(Photo-based referring expression data)
┄┄┄┄┄┄

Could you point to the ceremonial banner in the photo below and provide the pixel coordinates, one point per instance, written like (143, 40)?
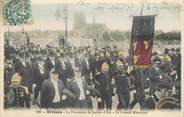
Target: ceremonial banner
(142, 41)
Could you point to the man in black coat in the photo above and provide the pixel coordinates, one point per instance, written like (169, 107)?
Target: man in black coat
(85, 70)
(52, 91)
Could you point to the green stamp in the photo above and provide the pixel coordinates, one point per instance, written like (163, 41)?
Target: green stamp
(17, 12)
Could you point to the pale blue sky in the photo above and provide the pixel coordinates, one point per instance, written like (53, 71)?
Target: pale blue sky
(44, 17)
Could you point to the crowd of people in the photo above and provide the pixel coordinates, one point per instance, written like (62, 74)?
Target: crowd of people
(69, 77)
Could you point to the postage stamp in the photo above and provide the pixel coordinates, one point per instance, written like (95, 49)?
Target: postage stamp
(92, 58)
(17, 12)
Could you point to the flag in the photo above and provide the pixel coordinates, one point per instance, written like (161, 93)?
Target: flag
(142, 41)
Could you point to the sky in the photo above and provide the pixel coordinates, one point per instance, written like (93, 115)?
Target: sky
(44, 16)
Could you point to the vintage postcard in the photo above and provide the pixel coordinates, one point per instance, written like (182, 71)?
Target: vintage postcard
(68, 58)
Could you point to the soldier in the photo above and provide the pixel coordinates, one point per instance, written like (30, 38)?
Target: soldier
(167, 56)
(85, 69)
(60, 70)
(177, 63)
(104, 86)
(122, 85)
(52, 91)
(69, 70)
(154, 74)
(22, 98)
(92, 65)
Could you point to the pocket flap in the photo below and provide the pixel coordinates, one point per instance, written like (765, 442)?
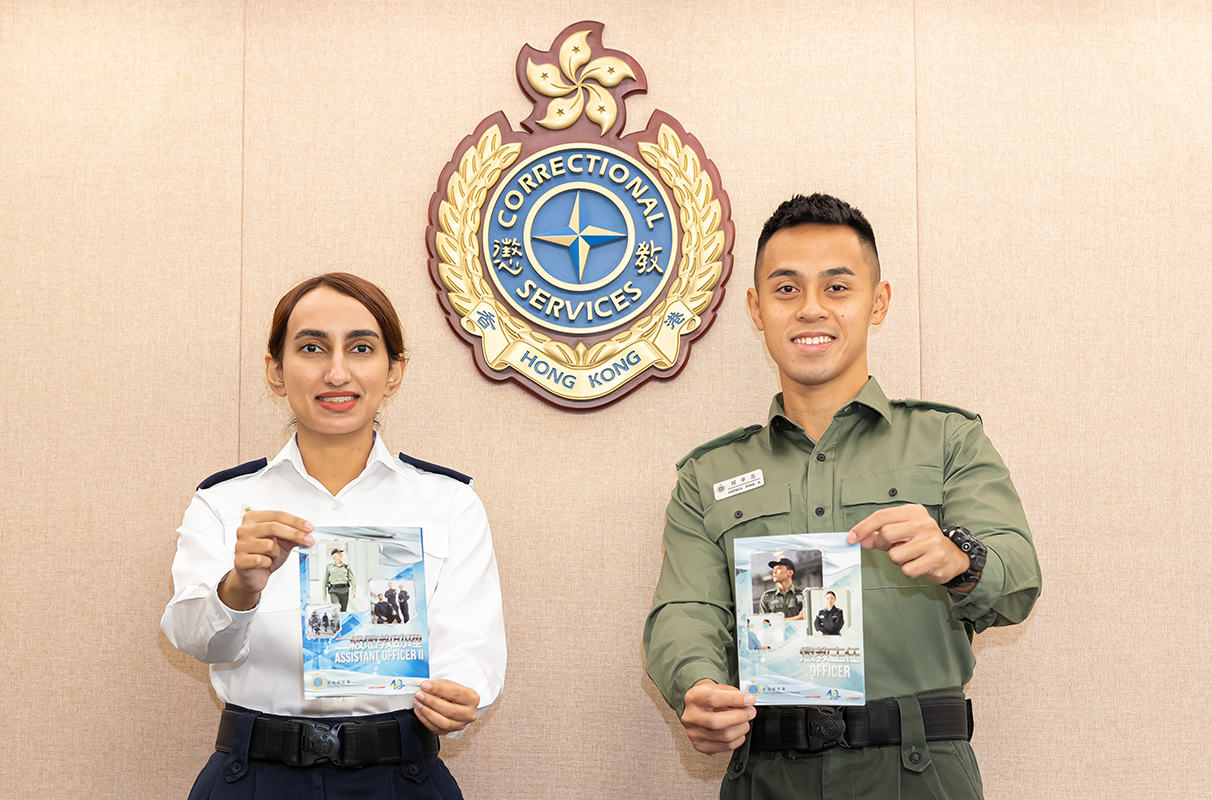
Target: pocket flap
(764, 501)
(920, 485)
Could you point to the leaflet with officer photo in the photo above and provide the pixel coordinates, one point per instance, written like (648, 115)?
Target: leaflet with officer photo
(364, 612)
(800, 620)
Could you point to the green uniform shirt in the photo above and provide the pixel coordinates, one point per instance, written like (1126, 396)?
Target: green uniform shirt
(777, 601)
(875, 453)
(339, 576)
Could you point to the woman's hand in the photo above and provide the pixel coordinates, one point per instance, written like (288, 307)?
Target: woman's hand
(444, 706)
(263, 542)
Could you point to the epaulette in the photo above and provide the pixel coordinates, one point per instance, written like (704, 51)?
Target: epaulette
(246, 468)
(913, 403)
(438, 470)
(719, 441)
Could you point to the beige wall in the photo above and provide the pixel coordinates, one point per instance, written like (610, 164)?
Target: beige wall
(1040, 178)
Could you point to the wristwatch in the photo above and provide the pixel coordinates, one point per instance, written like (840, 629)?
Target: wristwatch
(971, 547)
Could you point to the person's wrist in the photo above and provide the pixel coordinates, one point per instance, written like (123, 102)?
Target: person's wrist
(234, 596)
(972, 550)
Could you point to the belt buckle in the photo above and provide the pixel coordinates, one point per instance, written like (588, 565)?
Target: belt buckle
(825, 726)
(320, 742)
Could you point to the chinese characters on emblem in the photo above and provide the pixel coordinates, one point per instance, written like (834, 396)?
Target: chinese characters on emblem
(646, 257)
(507, 255)
(486, 320)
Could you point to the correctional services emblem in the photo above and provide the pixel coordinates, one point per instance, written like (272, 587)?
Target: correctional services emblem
(575, 261)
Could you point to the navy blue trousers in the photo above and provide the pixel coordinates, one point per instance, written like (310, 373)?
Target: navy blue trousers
(232, 776)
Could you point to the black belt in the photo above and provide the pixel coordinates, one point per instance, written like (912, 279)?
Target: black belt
(812, 729)
(302, 742)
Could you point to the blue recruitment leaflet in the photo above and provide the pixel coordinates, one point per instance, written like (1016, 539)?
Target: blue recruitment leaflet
(813, 657)
(365, 629)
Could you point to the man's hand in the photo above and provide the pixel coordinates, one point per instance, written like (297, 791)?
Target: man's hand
(262, 543)
(716, 718)
(913, 541)
(445, 707)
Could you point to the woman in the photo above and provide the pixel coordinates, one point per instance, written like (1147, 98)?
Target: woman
(336, 353)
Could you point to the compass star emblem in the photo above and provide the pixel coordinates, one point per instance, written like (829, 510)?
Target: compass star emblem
(579, 239)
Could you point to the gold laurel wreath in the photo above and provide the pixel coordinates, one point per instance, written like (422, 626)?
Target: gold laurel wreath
(458, 249)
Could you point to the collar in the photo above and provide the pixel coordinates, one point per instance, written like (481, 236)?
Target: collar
(870, 396)
(291, 455)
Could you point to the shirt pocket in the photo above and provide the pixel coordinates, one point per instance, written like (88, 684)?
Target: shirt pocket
(765, 510)
(863, 493)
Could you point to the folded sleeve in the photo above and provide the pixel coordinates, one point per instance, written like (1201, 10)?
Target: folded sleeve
(467, 629)
(195, 621)
(689, 634)
(979, 496)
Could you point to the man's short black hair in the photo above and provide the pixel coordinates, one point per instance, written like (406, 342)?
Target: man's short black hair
(818, 210)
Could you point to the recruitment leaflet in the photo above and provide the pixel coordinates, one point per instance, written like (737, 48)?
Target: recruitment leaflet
(364, 612)
(800, 626)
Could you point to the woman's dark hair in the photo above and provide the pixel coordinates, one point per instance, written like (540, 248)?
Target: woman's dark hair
(361, 290)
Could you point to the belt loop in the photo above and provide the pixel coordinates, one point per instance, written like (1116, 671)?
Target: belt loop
(236, 765)
(914, 753)
(412, 756)
(741, 755)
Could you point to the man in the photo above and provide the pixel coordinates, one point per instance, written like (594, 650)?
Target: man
(904, 478)
(338, 578)
(389, 595)
(783, 598)
(829, 620)
(383, 611)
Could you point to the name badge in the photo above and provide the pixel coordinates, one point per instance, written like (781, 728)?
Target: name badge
(739, 484)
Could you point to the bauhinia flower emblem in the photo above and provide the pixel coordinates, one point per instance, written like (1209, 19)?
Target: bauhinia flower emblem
(576, 80)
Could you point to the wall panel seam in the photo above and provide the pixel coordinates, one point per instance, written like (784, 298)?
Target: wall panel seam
(916, 201)
(244, 147)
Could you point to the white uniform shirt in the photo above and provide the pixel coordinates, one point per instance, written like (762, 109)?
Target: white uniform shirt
(256, 656)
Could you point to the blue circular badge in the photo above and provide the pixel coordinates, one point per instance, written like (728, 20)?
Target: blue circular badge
(579, 239)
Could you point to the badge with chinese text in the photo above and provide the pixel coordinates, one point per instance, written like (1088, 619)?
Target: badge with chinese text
(575, 261)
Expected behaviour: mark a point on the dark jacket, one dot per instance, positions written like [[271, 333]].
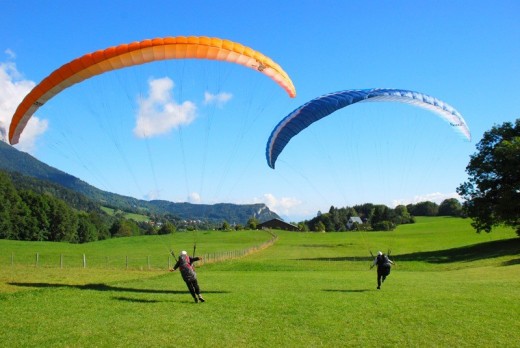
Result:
[[185, 263]]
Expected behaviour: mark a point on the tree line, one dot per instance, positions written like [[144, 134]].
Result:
[[378, 217]]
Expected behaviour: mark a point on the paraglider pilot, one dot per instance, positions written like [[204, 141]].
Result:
[[384, 264], [185, 263]]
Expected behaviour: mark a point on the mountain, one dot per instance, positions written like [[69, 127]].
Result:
[[13, 160]]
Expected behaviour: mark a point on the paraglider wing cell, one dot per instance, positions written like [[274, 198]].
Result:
[[127, 55]]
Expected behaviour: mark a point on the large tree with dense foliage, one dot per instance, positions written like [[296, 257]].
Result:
[[492, 192]]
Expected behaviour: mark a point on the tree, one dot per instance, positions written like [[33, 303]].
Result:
[[252, 223], [167, 228], [492, 192]]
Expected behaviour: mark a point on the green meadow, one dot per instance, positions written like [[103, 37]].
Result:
[[450, 287]]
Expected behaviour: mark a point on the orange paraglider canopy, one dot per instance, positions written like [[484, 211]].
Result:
[[135, 53]]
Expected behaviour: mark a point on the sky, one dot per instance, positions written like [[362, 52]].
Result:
[[196, 130]]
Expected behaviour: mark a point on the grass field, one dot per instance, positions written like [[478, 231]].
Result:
[[451, 287]]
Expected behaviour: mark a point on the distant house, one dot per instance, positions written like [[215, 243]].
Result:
[[277, 224], [354, 220]]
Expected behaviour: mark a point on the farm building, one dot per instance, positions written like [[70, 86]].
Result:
[[354, 220], [277, 224]]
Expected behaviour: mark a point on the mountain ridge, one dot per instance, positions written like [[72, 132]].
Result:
[[13, 160]]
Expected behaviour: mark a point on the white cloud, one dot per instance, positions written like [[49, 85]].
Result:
[[194, 197], [436, 197], [13, 88], [159, 113], [217, 99]]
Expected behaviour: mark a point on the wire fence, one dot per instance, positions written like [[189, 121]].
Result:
[[130, 262]]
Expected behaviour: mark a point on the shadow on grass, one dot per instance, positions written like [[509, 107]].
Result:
[[105, 287], [346, 290], [134, 300], [481, 251]]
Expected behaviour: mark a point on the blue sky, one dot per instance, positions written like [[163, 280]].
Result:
[[467, 55]]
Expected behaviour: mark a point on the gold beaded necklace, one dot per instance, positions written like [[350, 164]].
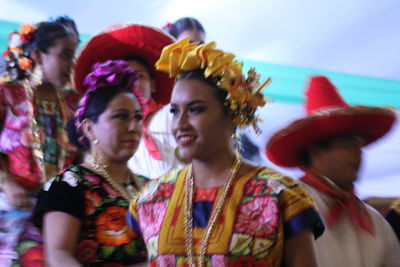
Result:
[[127, 192], [188, 206]]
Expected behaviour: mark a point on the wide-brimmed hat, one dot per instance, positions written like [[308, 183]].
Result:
[[328, 116], [124, 41]]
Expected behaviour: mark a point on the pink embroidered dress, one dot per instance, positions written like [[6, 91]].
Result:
[[17, 158]]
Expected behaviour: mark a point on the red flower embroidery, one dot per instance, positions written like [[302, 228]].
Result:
[[204, 194], [258, 217], [254, 187], [33, 257], [112, 229], [248, 261], [165, 190], [87, 251], [92, 200]]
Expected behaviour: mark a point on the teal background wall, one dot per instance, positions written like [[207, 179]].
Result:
[[289, 81]]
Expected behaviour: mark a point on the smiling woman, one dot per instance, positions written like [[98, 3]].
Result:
[[33, 113], [83, 208], [231, 212]]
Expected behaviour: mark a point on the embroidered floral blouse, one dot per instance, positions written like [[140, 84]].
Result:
[[15, 134], [105, 237], [263, 210]]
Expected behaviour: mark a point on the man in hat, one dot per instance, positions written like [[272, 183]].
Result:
[[141, 47], [327, 145]]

┄┄┄┄┄┄

* WORK TO BE COMPLETED
Would you report every line of the entries above containing the word "mountain"?

* ANSWER TO THE EXERCISE
Expected behaviour: mark a point on the mountain, one dot per instance, positions written like [[69, 127]].
Expected behaviour: mark a point on the mountain ridge, one dot per instance, positions written like [[72, 132]].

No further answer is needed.